▶ _DOCUMENT TEXT_:
↓

Muscone is a macrocyclic ketone, an organic compound that is the primary contributor to the odor of deer musk. Natural muscone is obtained from musk, a glandular secretion of the musk deer, which has been used in perfumery and medicine for thousands of years. Since obtaining natural musk requires killing the endangered animal, nearly all muscone used in perfumery and for scenting consumer products today is synthetic. It has the characteristic smell of being "musky" (described as "musk, animal, powdery").

==Chemical structure and synthesis==
The chemical structure of muscone was first elucidated by Leopold Ružička. It is a 15-membered ring ketone with one methyl substituent in the 3-position. It is an oily liquid that is found naturally as the (−)-enantiomer, (R)-3-methylcyclopentadecanone. Muscone has been synthesized as the pure (−)-enantiomer as well as the racemate. It is very slightly soluble in water and miscible with alcohol.

One asymmetric synthesis of (−)-muscone begins with commercially available (+)-citronellal, and forms the 15-membered ring via ring-closing metathesis:

A more recent enantioselective synthesis involves an intramolecular aldol addition/dehydration reaction of a macrocyclic diketone.

↑

▶ _STUDY QUESTIONS_:
1 - In the muscone text, who first worked out the chemical structure of muscone?
2 - Check each statement against the muscone text. Answer yes or no, and quote the words that decide it.
(a) Muscone is a 15-membered ring ketone.
(b) Muscone dissolves readily in water.
(c) One asymmetric synthesis of (−)-muscone starts from (+)-citronellal.
3 - Extend the muscone text beyond its final sentence, keeping its technical register.

▶ _SOURCE MATERIAL_:
↓

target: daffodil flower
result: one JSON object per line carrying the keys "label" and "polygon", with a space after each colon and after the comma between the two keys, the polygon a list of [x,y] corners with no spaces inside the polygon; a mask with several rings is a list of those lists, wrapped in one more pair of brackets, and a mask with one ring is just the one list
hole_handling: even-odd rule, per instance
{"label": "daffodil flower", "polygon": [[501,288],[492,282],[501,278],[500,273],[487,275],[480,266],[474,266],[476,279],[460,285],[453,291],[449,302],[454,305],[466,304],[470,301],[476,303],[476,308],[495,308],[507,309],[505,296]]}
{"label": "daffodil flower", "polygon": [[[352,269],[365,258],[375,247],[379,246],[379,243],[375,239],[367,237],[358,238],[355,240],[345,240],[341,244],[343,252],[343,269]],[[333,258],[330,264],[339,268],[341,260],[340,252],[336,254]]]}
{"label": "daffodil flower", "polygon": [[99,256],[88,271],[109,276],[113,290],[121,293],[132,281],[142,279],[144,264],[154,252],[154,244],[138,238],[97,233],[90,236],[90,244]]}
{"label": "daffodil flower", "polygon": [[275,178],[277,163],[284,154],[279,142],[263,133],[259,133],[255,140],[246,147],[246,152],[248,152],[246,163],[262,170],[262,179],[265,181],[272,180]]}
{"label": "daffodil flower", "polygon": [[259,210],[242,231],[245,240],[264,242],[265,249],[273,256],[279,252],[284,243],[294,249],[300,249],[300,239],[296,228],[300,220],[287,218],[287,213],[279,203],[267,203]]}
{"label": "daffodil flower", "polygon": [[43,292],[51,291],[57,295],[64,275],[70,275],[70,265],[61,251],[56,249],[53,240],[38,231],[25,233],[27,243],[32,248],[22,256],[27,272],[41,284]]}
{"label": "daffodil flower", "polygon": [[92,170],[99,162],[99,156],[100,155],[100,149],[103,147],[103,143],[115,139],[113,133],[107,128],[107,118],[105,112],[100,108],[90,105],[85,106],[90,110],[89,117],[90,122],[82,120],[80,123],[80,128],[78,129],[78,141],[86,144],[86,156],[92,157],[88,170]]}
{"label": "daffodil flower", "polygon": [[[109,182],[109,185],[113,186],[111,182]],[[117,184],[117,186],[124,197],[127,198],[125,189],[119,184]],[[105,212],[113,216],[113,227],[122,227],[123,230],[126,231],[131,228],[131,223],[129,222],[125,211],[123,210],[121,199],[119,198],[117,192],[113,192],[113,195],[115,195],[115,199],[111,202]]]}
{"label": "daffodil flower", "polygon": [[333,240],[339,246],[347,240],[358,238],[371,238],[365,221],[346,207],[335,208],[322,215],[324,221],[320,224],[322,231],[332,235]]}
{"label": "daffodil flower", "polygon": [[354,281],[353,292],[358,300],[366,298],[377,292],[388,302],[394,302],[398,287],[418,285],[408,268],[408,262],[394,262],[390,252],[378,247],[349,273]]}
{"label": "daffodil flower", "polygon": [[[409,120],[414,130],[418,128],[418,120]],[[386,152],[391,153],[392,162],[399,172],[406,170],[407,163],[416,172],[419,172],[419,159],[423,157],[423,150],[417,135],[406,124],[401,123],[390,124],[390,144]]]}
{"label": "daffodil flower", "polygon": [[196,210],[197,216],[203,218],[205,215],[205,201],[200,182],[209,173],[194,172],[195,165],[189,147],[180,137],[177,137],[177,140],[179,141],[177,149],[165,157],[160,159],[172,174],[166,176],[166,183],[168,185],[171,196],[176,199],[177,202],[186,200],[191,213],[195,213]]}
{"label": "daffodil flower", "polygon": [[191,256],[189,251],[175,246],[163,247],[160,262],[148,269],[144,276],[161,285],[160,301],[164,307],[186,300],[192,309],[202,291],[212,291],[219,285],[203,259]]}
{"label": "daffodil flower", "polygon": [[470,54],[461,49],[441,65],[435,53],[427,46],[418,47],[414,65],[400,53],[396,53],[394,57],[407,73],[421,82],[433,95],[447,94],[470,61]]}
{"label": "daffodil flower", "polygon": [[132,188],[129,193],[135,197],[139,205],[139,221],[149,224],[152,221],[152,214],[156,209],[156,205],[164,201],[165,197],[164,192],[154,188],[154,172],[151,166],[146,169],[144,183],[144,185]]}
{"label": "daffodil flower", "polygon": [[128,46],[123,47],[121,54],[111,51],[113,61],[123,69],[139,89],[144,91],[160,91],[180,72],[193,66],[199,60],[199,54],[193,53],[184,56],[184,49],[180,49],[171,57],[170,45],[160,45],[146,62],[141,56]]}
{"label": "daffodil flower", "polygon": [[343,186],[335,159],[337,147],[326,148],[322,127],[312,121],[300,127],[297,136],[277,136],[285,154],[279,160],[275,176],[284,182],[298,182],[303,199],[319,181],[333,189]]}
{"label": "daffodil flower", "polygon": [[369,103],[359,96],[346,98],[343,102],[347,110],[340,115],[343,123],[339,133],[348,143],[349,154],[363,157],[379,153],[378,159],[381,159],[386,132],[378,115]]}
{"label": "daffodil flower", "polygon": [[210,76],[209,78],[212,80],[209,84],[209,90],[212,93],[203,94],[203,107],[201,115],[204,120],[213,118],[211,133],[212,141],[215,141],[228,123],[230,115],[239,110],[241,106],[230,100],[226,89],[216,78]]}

↑

▶ _YOUR WRITTEN ANSWERS_:
1 - Leopold Ružička.

2 -
(a) Yes: "It is a 15-membered ring ketone with one methyl substituent in the 3-position."
(b) No: "It is very slightly soluble in water and miscible with alcohol."
(c) Yes: "One asymmetric synthesis of (−)-muscone begins with commercially available (+)-citronellal"

3 -
==Isotopologs==
Isotopologs of muscone have been used in a study of the mechanism of olfaction. Global replacement of all hydrogen atoms in muscone was achieved by heating muscone in heavy water (D_{2}O) at 150 °C in the presence of a rhodium on carbon catalyst. It was found that the human musk-recognizing receptor, OR5AN1, identified using a heterologous olfactory receptor expression system and robustly responding to muscone, fails to distinguish between muscone and the so-prepared isotopolog in vitro. OR5AN1 is reported to bind to muscone and related musks such as civetone through hydrogen-bond formation from tyrosine-260 along with hydrophobic interactions with surrounding aromatic residues in the receptor.